» TEXTE EXTRAIT:

* * *

Notre rôle est similaire, mais nos clients sont des industriels. Nous concevons ou réaménageons leurs usines selon leurs besoins, réalisons les plans, et pilotons les travaux en collaboration avec des entreprises spécialisées, comme des constructeurs de tuyauteries ou de bâtiments.
Comment nos métiers évoluent-ils pour répondre aux enjeux de durabilité ?
Chez nous, ce que nous appelons « l’ingénierie durable », c’est d’adapter ces travaux à une industrie plus respectueuse de l’environnement. Par exemple, en aidant nos clients à respecter leurs engagements de décarbonation. Cela concerne surtout les industries déjà implantées, avec lesquelles nous travaillons sur des thématiques variées.
Un autre aspect est de faire émerger de nouvelles façons de produire des molécules d’intérêt via des procédés alternatifs à la chimie du pétrole. L’objectif est de développer des solutions décarbonées, convaincre les investisseurs et élaborer des plans pour les usines du futur.

* * *

» LISTE DES TÂCHES:
• A. Répondez à ces questions sur l'extrait consacré à l'ingénierie industrielle :
(i) Qui sont les clients ?
(ii) Quels types d'entreprises spécialisées sont cités comme partenaires pour piloter les travaux ?
(iii) À quelle chimie les nouveaux procédés doivent-ils offrir une alternative ?
• B. Quels sont tous les objectifs énumérés dans l'extrait consacré à l'ingénierie industrielle au sujet des nouvelles façons de produire des molécules d'intérêt ?
• C. Rédigez la suite de l'extrait consacré à l'ingénierie industrielle, à partir de sa dernière phrase.

» CONTENU DES DONNÉES:
* * *

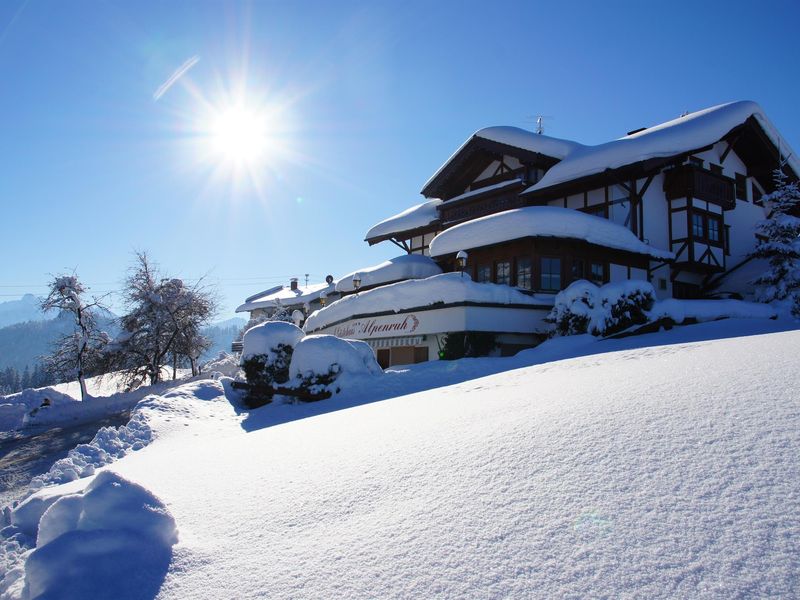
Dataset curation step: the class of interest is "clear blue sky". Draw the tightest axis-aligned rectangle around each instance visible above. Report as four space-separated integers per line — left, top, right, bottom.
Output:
0 0 800 318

* * *

» RÉSULTATS DES TÂCHES:
• A.
(i) Des industriels.
(ii) Des constructeurs de tuyauteries ou de bâtiments.
(iii) À la chimie du pétrole.

• B.
- Développer des solutions décarbonées
- Convaincre les investisseurs
- Élaborer des plans pour les usines du futur

• C.
Auriez-vous un exemple concret d’accompagnement de start-up ?
Un très bon exemple est la start-up Elyse Energy. Elle utilise des technologies pour produire des carburants de synthèse destinés à l’aviation civile ou au transport maritime. Nous l’accompagnons dans la maturation de ses projets en réalisant des études de faisabilité technico-économiques.
Nous concevons les premiers plans et imaginons l’implantation des usines. Ce type de projet combine captation de carbone et production d’hydrogène, deux thématiques très actuelles. L’hydrogène, par exemple, est utilisé avec le carbone capté pour produire ces carburants.
On associe souvent la durabilité à la décarbonation, mais est-ce réducteur ?
Bien que la décarbonation soit un enjeu majeur, la durabilité couvre bien d’autres aspects. En effet, nous travaillons également sur l’efficacité énergétique, le remplacement des énergies fossiles, la récupération de chaleur fatale et son intégration dans des réseaux de chaleur urbains.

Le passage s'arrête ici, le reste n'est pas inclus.